- **WHAT YOU ARE ASKED TO DO**
Reproduce all the records below, replacing every "evaluation set" with "test set" and leaving everything else unchanged.
________________________________________
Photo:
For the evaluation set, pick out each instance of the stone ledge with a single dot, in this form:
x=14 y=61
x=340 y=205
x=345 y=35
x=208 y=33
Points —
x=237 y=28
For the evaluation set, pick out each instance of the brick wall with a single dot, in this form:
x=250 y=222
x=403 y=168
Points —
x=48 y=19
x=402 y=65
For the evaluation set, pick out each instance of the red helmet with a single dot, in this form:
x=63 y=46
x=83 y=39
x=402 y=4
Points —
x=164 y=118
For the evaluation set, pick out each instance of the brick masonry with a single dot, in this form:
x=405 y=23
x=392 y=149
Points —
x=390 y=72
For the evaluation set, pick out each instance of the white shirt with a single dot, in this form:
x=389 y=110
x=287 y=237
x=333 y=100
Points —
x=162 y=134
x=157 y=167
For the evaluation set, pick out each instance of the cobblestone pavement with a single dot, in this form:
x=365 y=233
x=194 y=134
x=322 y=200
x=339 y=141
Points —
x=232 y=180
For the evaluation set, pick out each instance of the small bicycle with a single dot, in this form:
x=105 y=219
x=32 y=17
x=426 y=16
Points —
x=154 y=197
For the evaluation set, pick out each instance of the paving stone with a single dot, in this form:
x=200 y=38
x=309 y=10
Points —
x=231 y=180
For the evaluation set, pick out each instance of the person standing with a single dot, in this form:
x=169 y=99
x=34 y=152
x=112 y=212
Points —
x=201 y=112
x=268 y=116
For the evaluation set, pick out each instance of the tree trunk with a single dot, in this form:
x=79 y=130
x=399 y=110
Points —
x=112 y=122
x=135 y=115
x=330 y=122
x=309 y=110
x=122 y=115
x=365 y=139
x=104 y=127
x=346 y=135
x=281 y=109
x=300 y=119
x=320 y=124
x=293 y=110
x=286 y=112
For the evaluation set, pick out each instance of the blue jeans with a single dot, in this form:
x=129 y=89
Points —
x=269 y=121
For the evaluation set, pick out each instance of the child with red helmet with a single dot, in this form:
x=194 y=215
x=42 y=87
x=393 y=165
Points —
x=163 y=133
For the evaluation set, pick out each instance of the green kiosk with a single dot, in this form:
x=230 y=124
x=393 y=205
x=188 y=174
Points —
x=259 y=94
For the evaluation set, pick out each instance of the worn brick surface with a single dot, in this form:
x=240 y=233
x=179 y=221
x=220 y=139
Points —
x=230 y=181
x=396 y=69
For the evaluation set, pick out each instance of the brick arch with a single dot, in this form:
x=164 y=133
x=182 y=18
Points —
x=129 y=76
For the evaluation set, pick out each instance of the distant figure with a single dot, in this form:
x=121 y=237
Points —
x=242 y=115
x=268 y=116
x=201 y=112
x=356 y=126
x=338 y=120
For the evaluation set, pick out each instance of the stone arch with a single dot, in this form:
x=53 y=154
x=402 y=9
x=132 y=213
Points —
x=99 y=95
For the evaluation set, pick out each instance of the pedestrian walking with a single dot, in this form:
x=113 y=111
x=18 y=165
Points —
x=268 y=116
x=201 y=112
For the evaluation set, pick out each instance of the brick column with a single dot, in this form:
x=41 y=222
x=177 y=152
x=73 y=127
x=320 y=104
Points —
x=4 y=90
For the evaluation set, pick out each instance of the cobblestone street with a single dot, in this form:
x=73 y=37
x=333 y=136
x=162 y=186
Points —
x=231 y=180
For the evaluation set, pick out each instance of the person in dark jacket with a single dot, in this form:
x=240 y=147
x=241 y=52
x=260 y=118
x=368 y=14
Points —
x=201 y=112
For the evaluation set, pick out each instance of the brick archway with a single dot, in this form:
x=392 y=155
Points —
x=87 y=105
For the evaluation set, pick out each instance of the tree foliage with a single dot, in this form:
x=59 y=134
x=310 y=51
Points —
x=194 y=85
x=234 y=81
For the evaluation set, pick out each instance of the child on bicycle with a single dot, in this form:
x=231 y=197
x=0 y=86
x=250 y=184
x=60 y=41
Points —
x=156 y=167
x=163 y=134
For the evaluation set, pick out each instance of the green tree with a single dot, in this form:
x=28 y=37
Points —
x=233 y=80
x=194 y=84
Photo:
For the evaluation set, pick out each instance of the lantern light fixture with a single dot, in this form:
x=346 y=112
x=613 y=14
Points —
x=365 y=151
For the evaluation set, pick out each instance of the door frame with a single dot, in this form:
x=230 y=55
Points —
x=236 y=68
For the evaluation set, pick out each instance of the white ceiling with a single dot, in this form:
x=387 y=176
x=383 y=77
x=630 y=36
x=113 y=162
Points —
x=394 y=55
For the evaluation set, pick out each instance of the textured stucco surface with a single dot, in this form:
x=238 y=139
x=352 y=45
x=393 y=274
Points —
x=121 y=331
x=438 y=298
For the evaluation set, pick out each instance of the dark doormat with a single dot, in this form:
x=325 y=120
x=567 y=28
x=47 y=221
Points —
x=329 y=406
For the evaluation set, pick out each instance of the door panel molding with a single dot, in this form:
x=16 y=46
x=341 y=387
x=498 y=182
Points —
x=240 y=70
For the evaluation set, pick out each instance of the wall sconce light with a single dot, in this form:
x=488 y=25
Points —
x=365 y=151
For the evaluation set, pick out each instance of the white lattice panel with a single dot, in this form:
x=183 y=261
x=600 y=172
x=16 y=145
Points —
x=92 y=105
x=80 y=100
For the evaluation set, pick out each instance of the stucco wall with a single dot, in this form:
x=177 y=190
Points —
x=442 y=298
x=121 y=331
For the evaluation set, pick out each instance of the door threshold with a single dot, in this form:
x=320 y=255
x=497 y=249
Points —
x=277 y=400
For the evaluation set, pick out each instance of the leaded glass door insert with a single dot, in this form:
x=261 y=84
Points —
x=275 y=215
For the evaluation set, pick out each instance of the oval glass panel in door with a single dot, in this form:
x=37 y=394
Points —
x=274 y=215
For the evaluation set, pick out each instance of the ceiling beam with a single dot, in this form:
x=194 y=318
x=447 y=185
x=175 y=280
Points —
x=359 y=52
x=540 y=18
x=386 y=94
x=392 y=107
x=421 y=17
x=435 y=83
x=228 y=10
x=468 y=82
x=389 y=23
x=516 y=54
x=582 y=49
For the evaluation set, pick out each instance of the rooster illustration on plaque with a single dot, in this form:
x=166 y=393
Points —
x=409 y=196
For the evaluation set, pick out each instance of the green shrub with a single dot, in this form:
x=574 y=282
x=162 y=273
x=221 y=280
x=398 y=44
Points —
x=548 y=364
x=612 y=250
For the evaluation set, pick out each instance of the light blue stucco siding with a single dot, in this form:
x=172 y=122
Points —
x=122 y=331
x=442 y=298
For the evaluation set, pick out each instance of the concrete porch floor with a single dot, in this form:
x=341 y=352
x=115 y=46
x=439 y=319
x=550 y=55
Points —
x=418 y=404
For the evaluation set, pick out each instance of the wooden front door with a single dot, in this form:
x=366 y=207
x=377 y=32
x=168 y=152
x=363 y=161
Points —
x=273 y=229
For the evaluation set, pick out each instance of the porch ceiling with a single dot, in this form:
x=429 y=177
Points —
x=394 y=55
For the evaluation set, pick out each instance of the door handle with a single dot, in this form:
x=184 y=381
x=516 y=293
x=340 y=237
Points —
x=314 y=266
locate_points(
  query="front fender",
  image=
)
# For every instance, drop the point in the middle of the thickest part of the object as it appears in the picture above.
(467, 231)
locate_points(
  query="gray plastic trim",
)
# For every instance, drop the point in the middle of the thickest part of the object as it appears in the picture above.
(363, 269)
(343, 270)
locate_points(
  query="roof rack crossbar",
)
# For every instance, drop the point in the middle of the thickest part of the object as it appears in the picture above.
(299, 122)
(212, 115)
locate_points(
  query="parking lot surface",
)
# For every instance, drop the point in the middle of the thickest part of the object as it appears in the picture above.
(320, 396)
________________________________________
- **EXERCISE OUTPUT**
Photo:
For the test set, pick out each instance of the stone ledge with a single dot, in this form:
x=14 y=61
x=340 y=205
x=345 y=35
x=208 y=33
Points —
x=237 y=28
For the test set, pick out each instance of the brick wall with a single dot, in this form:
x=250 y=222
x=403 y=168
Points —
x=48 y=19
x=402 y=65
For the test set, pick out each instance of the red helmet with a single dot, in this form:
x=63 y=46
x=83 y=39
x=402 y=4
Points —
x=164 y=118
For the test set, pick out each instance of the brick masonry with a single dot, in this form:
x=405 y=23
x=392 y=149
Points —
x=390 y=72
For the test set, pick out each instance of the white shirt with a single dot, in this form:
x=389 y=110
x=287 y=237
x=333 y=100
Points —
x=162 y=134
x=157 y=167
For the test set, pick out each instance of the cobblestone pavement with a single dot, in this form:
x=365 y=233
x=194 y=134
x=322 y=200
x=339 y=141
Points —
x=232 y=180
For the test set, pick out each instance of the small bicycle with a single dot, in this form:
x=105 y=219
x=32 y=17
x=426 y=16
Points —
x=154 y=197
For the test set, pick out each instance of the paving stone with a single dot, in this form:
x=200 y=38
x=309 y=10
Points —
x=231 y=180
For the test set, pick out each instance of the person standing with a single dot, in this form:
x=169 y=99
x=34 y=152
x=112 y=212
Points —
x=201 y=112
x=268 y=116
For the test set, pick out each instance of the tree trunk with a single dot, in this form:
x=79 y=130
x=399 y=110
Points —
x=112 y=122
x=135 y=115
x=330 y=122
x=309 y=110
x=122 y=115
x=365 y=139
x=104 y=127
x=346 y=135
x=281 y=109
x=300 y=119
x=320 y=124
x=293 y=110
x=286 y=112
For the test set, pick out each instance of the blue jeans with a single dot, in this form:
x=129 y=89
Points —
x=269 y=121
For the test set, pick out each instance of the child with red helmet with a single dot, in this form:
x=194 y=215
x=42 y=87
x=393 y=165
Points —
x=163 y=133
For the test set, pick out each instance of the green kiosk with a single dot, in this form:
x=230 y=124
x=393 y=205
x=188 y=174
Points —
x=259 y=94
For the test set, pick out each instance of the worn brick surface with a single dot, in this form:
x=240 y=233
x=179 y=221
x=220 y=139
Points —
x=230 y=181
x=396 y=69
For the test set, pick out each instance of the brick arch with a single dot, in this form:
x=164 y=133
x=182 y=18
Points —
x=129 y=76
For the test set, pick out each instance of the distant figure with a single dot, in this form:
x=121 y=237
Points —
x=242 y=115
x=268 y=116
x=201 y=112
x=356 y=126
x=338 y=120
For the test set, pick out each instance of the stone arch with a single dot, in this form:
x=53 y=154
x=402 y=9
x=132 y=213
Points —
x=99 y=95
For the test set, pick out each instance of the pedestrian walking with a single dot, in this form:
x=113 y=111
x=18 y=165
Points —
x=268 y=116
x=201 y=112
For the test set, pick out each instance of the brick column with a single dot, in this form:
x=41 y=222
x=177 y=152
x=73 y=127
x=320 y=104
Points —
x=4 y=90
For the test set, pick out each instance of the cobblestone street with a single dot, in this form:
x=73 y=37
x=333 y=136
x=162 y=186
Points —
x=231 y=180
For the test set, pick out each instance of the person in dark jacket with a single dot, in this form:
x=240 y=147
x=241 y=52
x=260 y=118
x=368 y=14
Points —
x=201 y=112
For the test set, pick out each instance of the brick archway with a single dot, in this form:
x=392 y=155
Points —
x=87 y=105
For the test set, pick out each instance of the tree foliage with a single dot, in this form:
x=59 y=134
x=310 y=51
Points —
x=194 y=85
x=234 y=81
For the test set, pick out each instance of the child on bicycle with a single dot, in this form:
x=231 y=197
x=0 y=86
x=250 y=184
x=60 y=41
Points —
x=156 y=167
x=163 y=134
For the test set, pick out each instance of the green tree with a single dot, in this form:
x=28 y=37
Points —
x=233 y=80
x=194 y=84
Photo:
For the test set, pick out each instance of the lantern light fixture with a single dot, in this form:
x=346 y=112
x=613 y=14
Points —
x=365 y=151
For the test set, pick out each instance of the door frame with a single dot, in this form:
x=230 y=55
Points —
x=236 y=68
For the test set, pick out each instance of the white ceiling with a single dot, in this form:
x=387 y=176
x=383 y=77
x=630 y=36
x=113 y=162
Points —
x=394 y=55
For the test set, pick out each instance of the textured stucco surface with a single dot, in this form:
x=238 y=139
x=352 y=45
x=393 y=274
Points —
x=121 y=331
x=438 y=298
For the test set, pick out each instance of the dark doormat with a single dot, in this form:
x=325 y=120
x=567 y=28
x=47 y=221
Points —
x=329 y=406
For the test set, pick out each instance of the door panel molding with a single dot, in this form:
x=16 y=46
x=341 y=387
x=498 y=182
Points —
x=240 y=70
For the test set, pick out each instance of the wall sconce light with a single dot, in this form:
x=488 y=25
Points —
x=365 y=151
For the test set, pick out each instance of the white lattice panel with a single dot, in this form:
x=183 y=261
x=600 y=172
x=16 y=145
Points —
x=92 y=105
x=80 y=100
For the test set, pick out each instance of the stucco wall with a single dot, in this form:
x=177 y=190
Points —
x=442 y=298
x=121 y=331
For the test set, pick out each instance of the door threshold with a single dot, in this form:
x=320 y=255
x=497 y=249
Points —
x=277 y=400
For the test set, pick out each instance of the leaded glass door insert with a single dot, in this form:
x=261 y=84
Points —
x=275 y=215
For the test set, pick out each instance of the oval glass panel in door with a single dot, in this form:
x=37 y=394
Points —
x=274 y=215
For the test set, pick out each instance of the ceiling beam with a single dot, in this form:
x=194 y=318
x=447 y=185
x=175 y=280
Points —
x=359 y=52
x=540 y=18
x=386 y=94
x=392 y=107
x=421 y=17
x=435 y=83
x=228 y=10
x=468 y=82
x=389 y=23
x=516 y=54
x=582 y=49
For the test set, pick out each instance of the rooster illustration on plaque with a single dot, in this form:
x=166 y=393
Points —
x=409 y=196
For the test set, pick out each instance of the green shrub with a single dot, in this form:
x=574 y=282
x=162 y=273
x=221 y=280
x=398 y=44
Points —
x=548 y=364
x=612 y=250
For the test set, pick out each instance of the light blue stucco siding with a single dot, in this form:
x=172 y=122
Points —
x=122 y=331
x=442 y=298
For the test set, pick out each instance of the concrete porch floor with a single dot, in this form:
x=341 y=352
x=115 y=46
x=439 y=319
x=550 y=55
Points —
x=418 y=404
For the test set, pick out each instance of the wooden front door with a single dot, in this form:
x=366 y=207
x=377 y=32
x=168 y=152
x=363 y=161
Points —
x=273 y=229
For the test set, pick out each instance of the porch ceiling with a single dot, in this form:
x=429 y=177
Points —
x=394 y=55
For the test set, pick out each instance of the door handle with a single dot, in this form:
x=184 y=381
x=516 y=293
x=340 y=237
Points —
x=314 y=266
locate_points(
  query="front fender",
  image=
)
# For every instance, drop the point in the middle of the thickest part of the object as it appears in the picture above.
(467, 231)
locate_points(
  query="gray plastic trim",
)
# For every instance, drop the point in the middle of the thickest part of the object as it appears in the picture above.
(363, 269)
(343, 270)
locate_points(
  query="roof rack crossbar",
)
# For every instance, drop the point in the middle of the thickest part of the object as it appears in the picture above.
(299, 122)
(212, 115)
locate_points(
  query="parking lot surface",
)
# For every instance, drop the point in the middle of the thickest part of the object as it appears in the picture above.
(320, 396)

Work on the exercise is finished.